## What this task involves
Transcribe the data that follows precisely, omitting nothing.

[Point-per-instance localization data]
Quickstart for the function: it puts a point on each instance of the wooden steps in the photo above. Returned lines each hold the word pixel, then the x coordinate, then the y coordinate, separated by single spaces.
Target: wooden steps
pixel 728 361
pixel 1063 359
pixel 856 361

## Exercise output
Quickstart for the function: it puts a point on each instance of the wooden steps in the photo above. Returned lines each hold the word pixel, then the x coordinate, then the y coordinate, separated by single spaces.
Target: wooden steps
pixel 728 361
pixel 1063 359
pixel 856 361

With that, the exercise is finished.